— Begin Records for the exercise —

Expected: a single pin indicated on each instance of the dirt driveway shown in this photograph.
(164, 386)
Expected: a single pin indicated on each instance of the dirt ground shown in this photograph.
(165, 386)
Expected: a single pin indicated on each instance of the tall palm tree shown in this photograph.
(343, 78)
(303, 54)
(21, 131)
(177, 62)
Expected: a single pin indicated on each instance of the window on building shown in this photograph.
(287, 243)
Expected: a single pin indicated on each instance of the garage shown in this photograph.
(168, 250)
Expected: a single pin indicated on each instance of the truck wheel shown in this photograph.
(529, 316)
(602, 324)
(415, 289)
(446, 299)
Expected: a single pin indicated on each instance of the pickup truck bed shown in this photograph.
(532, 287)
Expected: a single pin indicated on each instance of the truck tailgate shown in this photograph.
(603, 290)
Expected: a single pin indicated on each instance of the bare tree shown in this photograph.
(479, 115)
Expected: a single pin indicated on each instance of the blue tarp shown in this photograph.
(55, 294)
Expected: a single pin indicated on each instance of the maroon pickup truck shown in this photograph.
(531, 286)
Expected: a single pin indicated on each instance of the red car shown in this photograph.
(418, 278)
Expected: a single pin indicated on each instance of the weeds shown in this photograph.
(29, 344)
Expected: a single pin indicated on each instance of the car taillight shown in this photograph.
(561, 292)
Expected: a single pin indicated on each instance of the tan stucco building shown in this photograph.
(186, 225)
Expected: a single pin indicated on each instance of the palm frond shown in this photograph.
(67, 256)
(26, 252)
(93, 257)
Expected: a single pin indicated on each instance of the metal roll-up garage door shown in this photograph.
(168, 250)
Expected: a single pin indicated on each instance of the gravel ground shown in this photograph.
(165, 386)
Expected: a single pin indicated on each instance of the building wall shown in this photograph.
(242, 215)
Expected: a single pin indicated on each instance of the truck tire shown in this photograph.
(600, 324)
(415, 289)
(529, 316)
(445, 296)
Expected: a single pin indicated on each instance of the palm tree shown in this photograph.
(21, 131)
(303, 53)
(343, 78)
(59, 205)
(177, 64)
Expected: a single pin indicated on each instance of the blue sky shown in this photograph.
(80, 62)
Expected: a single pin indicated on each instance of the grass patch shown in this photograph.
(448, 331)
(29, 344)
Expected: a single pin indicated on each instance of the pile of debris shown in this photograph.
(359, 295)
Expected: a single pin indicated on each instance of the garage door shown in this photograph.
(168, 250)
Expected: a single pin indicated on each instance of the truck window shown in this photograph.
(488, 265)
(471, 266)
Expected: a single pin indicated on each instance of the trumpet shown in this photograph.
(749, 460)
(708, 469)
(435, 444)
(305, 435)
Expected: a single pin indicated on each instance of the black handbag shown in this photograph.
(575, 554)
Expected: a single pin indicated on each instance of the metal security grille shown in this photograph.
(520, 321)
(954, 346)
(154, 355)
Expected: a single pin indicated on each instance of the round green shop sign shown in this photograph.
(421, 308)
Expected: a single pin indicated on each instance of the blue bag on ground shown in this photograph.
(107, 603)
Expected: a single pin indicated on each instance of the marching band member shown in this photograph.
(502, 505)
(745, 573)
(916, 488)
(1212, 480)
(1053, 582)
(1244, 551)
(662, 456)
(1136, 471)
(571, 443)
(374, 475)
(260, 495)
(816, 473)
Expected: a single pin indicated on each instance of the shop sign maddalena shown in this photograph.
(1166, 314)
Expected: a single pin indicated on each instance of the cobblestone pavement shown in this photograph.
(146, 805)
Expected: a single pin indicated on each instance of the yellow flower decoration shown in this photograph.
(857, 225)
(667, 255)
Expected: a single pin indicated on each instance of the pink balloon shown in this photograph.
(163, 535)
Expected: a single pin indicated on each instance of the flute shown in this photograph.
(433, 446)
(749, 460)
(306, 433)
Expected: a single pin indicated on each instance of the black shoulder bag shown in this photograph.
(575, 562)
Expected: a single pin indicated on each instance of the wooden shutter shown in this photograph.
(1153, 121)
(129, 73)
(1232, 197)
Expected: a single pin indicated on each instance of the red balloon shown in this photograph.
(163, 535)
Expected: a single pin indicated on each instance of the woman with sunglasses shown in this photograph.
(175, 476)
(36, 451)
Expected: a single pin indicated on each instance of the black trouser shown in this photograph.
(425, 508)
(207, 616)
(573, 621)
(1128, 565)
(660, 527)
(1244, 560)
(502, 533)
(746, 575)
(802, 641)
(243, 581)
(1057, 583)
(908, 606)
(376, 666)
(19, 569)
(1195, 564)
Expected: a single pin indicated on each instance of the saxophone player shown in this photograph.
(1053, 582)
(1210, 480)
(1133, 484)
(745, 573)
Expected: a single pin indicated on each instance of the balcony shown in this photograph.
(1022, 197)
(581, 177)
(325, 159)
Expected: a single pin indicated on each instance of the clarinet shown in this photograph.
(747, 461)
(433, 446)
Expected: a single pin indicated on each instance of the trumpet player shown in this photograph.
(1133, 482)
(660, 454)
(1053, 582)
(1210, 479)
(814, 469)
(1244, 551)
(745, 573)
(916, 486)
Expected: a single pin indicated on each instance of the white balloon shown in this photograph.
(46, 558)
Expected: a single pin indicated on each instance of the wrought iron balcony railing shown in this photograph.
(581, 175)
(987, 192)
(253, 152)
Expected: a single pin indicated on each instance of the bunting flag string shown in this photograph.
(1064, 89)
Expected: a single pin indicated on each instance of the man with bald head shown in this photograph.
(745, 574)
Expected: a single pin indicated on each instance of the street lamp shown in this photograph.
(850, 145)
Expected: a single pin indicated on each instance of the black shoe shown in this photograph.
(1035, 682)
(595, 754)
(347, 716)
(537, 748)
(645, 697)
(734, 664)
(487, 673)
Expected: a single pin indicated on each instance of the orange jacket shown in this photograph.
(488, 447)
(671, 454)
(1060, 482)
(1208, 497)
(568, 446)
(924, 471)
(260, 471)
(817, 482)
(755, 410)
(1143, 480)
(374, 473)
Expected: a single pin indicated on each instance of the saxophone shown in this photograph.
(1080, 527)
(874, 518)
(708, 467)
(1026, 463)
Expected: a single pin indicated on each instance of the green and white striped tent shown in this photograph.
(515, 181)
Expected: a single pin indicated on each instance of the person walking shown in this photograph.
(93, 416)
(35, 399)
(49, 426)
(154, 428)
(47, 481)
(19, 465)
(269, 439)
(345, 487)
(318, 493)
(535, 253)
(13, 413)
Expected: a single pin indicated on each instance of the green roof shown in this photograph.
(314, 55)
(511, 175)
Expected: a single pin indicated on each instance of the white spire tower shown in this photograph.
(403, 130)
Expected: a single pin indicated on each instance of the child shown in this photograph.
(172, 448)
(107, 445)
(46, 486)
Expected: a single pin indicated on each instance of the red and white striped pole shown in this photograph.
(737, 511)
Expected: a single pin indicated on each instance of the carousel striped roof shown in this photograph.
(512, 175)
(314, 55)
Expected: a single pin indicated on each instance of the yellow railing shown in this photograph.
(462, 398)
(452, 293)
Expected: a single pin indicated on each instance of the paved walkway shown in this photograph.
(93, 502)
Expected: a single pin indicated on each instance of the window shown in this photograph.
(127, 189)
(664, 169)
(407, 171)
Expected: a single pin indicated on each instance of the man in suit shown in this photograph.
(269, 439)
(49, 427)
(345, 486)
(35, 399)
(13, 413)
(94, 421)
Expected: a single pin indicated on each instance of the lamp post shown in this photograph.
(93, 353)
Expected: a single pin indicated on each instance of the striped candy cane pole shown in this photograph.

— End Records for the exercise —

Request>
Extract the data in full. Keep it word for word.

Solution below>
Expected: a single pin indicated on each instance of the dirt driveway shown in this photograph.
(164, 386)
Expected: a single pin indicated on each instance of the dirt ground shown in this photograph.
(165, 386)
Expected: a single pin indicated on each instance of the tall palm tree shown in this photograph.
(343, 78)
(303, 54)
(21, 131)
(177, 62)
Expected: a single pin indicated on each instance of the window on building shown in this photograph.
(287, 243)
Expected: a single pin indicated on each instance of the garage shown in this photograph.
(168, 250)
Expected: a single pin indicated on each instance of the truck wheel shown in this photograph.
(529, 316)
(602, 324)
(415, 289)
(446, 299)
Expected: a single pin indicated on each instance of the pickup truck bed shown in this photograph.
(532, 287)
Expected: a single pin indicated on each instance of the truck tailgate shown in this photograph.
(603, 290)
Expected: a single pin indicated on each instance of the bare tree shown in this photograph.
(479, 115)
Expected: a single pin indicated on each instance of the blue tarp shown in this photograph.
(55, 294)
Expected: a single pin indicated on each instance of the maroon pickup truck shown in this photograph.
(531, 286)
Expected: a single pin indicated on each instance of the red car shown in this photograph.
(418, 278)
Expected: a single pin indicated on each instance of the weeds shown in this photograph.
(29, 344)
Expected: a single pin indicated on each instance of the car taillight shown in this photograph.
(561, 292)
Expected: a single pin indicated on each instance of the tan stucco building shown in this photograph.
(186, 225)
Expected: a single pin indicated on each instance of the palm frond shown in this photograph.
(67, 256)
(26, 252)
(93, 257)
Expected: a single pin indicated on each instance of the metal roll-up garage door shown in this photograph.
(168, 250)
Expected: a single pin indicated on each instance of the gravel ground shown in this photograph.
(165, 386)
Expected: a single pin indicated on each instance of the building wall shown in this photograph.
(242, 215)
Expected: a single pin indicated on each instance of the truck tire shown in this photograph.
(600, 324)
(415, 289)
(529, 316)
(445, 296)
Expected: a single pin indicated on each instance of the palm tree shown in this photograph.
(21, 131)
(303, 53)
(343, 78)
(59, 205)
(177, 64)
Expected: a single pin indicated on each instance of the blue sky shown in this photograph.
(80, 62)
Expected: a single pin indicated on each instance of the grass patch shown in this photograph.
(448, 331)
(29, 344)
Expected: a single pin indicated on each instance of the pile of debris shown in this photograph.
(359, 295)
Expected: a single pin indicated on each instance of the garage door shown in this photograph.
(168, 250)
Expected: a single pin indicated on each instance of the truck window shown in this photograph.
(488, 265)
(471, 266)
Expected: a single pin indicated on each instance of the trumpet shown in this photograph.
(749, 460)
(708, 469)
(435, 444)
(305, 435)
Expected: a single pin indicated on each instance of the black handbag shown in this photograph.
(575, 554)
Expected: a single pin indicated on each instance of the metal security grille shown in this photograph.
(520, 321)
(954, 346)
(154, 355)
Expected: a single pin indicated on each instance of the round green shop sign shown in this photograph.
(421, 308)
Expected: a single pin indicated on each instance of the blue bag on ground shown in this photograph.
(107, 603)
Expected: a single pin indicated on each instance of the marching band member shown in this photograph.
(502, 505)
(745, 573)
(916, 488)
(1212, 480)
(1053, 582)
(1244, 551)
(662, 456)
(1136, 471)
(571, 443)
(374, 475)
(260, 495)
(816, 473)
Expected: a single pin indicated on each instance of the shop sign maddalena shown in this photograph.
(1166, 314)
Expected: a single pin indicated on each instance of the cobblestone pavement shown in this photograph.
(146, 805)
Expected: a single pin indicated on each instance of the yellow flower decoration shown in this photograph.
(857, 225)
(667, 255)
Expected: a single pin indicated on each instance of the pink balloon shown in this photograph.
(163, 535)
Expected: a single pin indicated on each instance of the flute shown in this photograph.
(433, 446)
(749, 460)
(306, 433)
Expected: a single pin indicated on each instance of the black shoulder bag shown in this photograph.
(575, 562)
Expected: a single pin indicated on each instance of the wooden shutter shown in this photograph.
(1153, 121)
(129, 73)
(1232, 197)
Expected: a single pin indicated on each instance of the red balloon shown in this photograph.
(163, 535)
Expected: a single pin indicated on each instance of the woman with sunglasses shown in this photograph.
(175, 476)
(36, 451)
Expected: a single pin indicated on each instance of the black trouser shown in this photograph.
(425, 508)
(207, 616)
(573, 621)
(1128, 565)
(660, 527)
(1244, 560)
(502, 533)
(746, 575)
(802, 641)
(243, 581)
(1057, 583)
(908, 606)
(376, 666)
(19, 569)
(1195, 564)
Expected: a single pin indicated on each instance of the saxophone player shown in this photograph.
(1053, 582)
(1210, 480)
(1133, 484)
(745, 573)
Expected: a single pin indicated on each instance of the balcony shown in this photograph.
(1022, 197)
(581, 177)
(325, 159)
Expected: a single pin indicated on each instance of the clarinet shown in this photograph.
(747, 461)
(433, 446)
Expected: a single pin indicated on each instance of the trumpet player shown in this photograph.
(1133, 482)
(660, 454)
(1053, 582)
(1210, 479)
(814, 469)
(1244, 551)
(745, 573)
(916, 486)
Expected: a single pin indicated on each instance of the white balloon shown in this photograph.
(46, 558)
Expected: a single pin indicated on each instance of the wrought iron balcony railing shown in this photograph.
(581, 175)
(987, 192)
(253, 152)
Expected: a single pin indicated on each instance of the bunting flag string shown in this photograph.
(1064, 89)
Expected: a single pin indicated on each instance of the man with bald head shown in this photograph.
(745, 574)
Expected: a single pin indicated on each instance of the street lamp shown in this photograph.
(850, 145)
Expected: a single pin indicated on each instance of the black shoe shown in this photograph.
(1035, 682)
(595, 754)
(347, 716)
(537, 748)
(645, 697)
(734, 664)
(487, 673)
Expected: a single pin indicated on each instance of the orange jacket shown in this photograph.
(488, 447)
(671, 454)
(1060, 482)
(1208, 497)
(568, 446)
(924, 471)
(260, 471)
(817, 482)
(755, 410)
(1143, 480)
(374, 473)
Expected: a single pin indicated on each instance of the saxophone shown in this photograph.
(1080, 527)
(874, 518)
(708, 467)
(1026, 463)
Expected: a single pin indicated on each instance of the green and white striped tent shown in this photograph.
(515, 181)
Expected: a single pin indicated on each instance of the person walking shown in this photograph.
(93, 416)
(35, 399)
(49, 426)
(154, 428)
(47, 481)
(19, 465)
(269, 439)
(345, 487)
(318, 493)
(535, 253)
(13, 413)
Expected: a single pin indicated on each instance of the green roof shown in this photograph.
(314, 55)
(511, 175)
Expected: a single pin indicated on each instance of the white spire tower shown in this photograph.
(403, 130)
Expected: a single pin indicated on each instance of the child shown in this photograph.
(172, 448)
(107, 445)
(46, 486)
Expected: a single pin indicated on each instance of the red and white striped pole shown in this photograph.
(737, 511)
Expected: a single pin indicated on each instance of the carousel striped roof shown in this photograph.
(512, 175)
(314, 55)
Expected: a single pin indicated on each instance of the yellow railing shown in this photograph.
(462, 398)
(452, 293)
Expected: a single pin indicated on each instance of the paved walkway shown in this photograph.
(93, 502)
Expected: a single pin indicated on each instance of the window shown in this photograph.
(127, 189)
(664, 169)
(407, 171)
Expected: a single pin indicated on each instance of the man in suit shown in this photograph.
(269, 439)
(49, 427)
(345, 486)
(35, 399)
(13, 413)
(94, 421)
Expected: a single pin indicated on each instance of the lamp post shown in this photograph.
(93, 353)
Expected: a single pin indicated on each instance of the striped candy cane pole shown in this photograph.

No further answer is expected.